[Start of Excerpted passage]
Tips on Using Poaching Liquid as the Key to Cook Your Fish

Poaching is a method of cooking fish in which you submerge your fillets into a hot liquid such as water, wine, broth or milk, for example. It’s one of the healthiest ways to cook wild salmon because the fish is not cooked in a fat such as extra-virgin olive oil or butter, either of which are commonly used when pan-frying or baking.

Because poaching generally happens at a very low heat, it lends itself to a gradual and gentle way of cooking. Like steaming, poaching keeps the fish moist and enhances its natural flavor.

Read on for our easy, step-by-step guide on poaching salmon.

How to Poach Salmon in Two Easy Steps

Prepping Your Salmon

Prepare the salmon fillet by patting it with a clean kitchen towel or paper towels to remove any excess moisture before you begin cooking it.
[End of Excerpted passage]
[Start of Information supplied]
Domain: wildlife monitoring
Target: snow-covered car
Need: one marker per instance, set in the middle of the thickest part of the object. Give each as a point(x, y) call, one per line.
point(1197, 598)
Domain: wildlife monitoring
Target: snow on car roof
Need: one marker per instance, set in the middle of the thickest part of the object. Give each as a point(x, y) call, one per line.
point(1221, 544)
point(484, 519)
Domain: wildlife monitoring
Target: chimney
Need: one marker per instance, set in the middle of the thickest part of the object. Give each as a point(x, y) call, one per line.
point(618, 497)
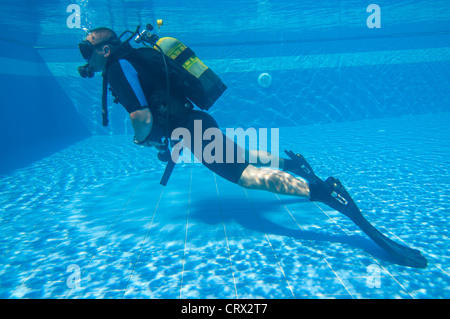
[End of Information supplied]
▸ Required work
1. In the salmon poaching text, what should you pat the fillet with before you begin cooking it?
2. Which liquids does the salmon poaching text name for submerging the fillets?
3. Do these statements agree with the salmon poaching text? Answer yes or no for each, quoting the deciding words. (a) Poaching generally happens at a very high heat. (b) Poaching keeps the fish moist, as steaming does. (c) In poaching, the fish is cooked in extra-virgin olive oil.

▸ Answers to the problems
1. A clean kitchen towel or paper towels.

2. Water, wine, broth, milk

3.
(a) No: "poaching generally happens at a very low heat"
(b) Yes: "Like steaming, poaching keeps the fish moist and enhances its natural flavor."
(c) No: "the fish is not cooked in a fat such as extra-virgin olive oil or butter"